Stored dataset items:

■ ■ ■ ■ ■ ■ ■

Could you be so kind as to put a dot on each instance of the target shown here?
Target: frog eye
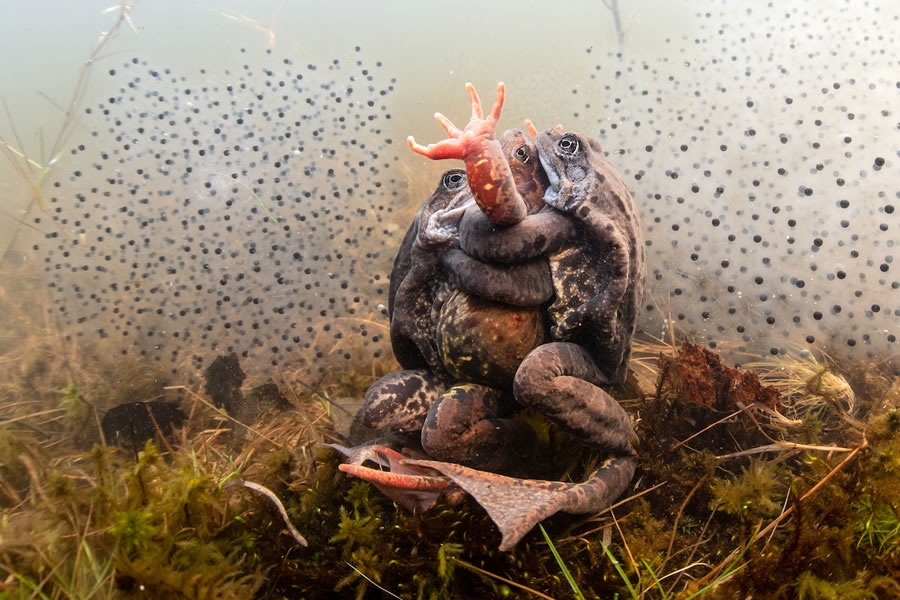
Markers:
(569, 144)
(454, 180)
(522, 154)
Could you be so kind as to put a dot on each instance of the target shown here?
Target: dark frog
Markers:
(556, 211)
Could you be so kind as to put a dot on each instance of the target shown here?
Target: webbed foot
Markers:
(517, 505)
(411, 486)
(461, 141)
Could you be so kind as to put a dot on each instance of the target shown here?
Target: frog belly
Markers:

■ ■ ■ ■ ■ ■ ■

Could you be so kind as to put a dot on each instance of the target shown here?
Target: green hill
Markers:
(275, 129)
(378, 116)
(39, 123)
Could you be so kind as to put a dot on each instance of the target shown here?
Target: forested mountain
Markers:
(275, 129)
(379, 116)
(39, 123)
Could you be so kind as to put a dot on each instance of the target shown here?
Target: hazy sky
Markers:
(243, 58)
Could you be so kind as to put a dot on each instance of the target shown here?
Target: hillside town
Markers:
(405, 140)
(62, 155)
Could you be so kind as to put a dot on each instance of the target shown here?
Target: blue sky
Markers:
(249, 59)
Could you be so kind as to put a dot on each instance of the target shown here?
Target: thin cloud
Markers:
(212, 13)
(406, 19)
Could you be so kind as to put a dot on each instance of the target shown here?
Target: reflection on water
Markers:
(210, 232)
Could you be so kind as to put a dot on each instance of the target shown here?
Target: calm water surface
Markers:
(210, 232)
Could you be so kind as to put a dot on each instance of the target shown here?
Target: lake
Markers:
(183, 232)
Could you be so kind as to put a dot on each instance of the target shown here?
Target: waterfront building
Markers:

■ ■ ■ ■ ■ ■ ■

Directions: Identify every line in the items above that contains the word "frog", and copy each of those lines.

Solution for this task:
Target: frog eye
Target: dark frog
Target: frog belly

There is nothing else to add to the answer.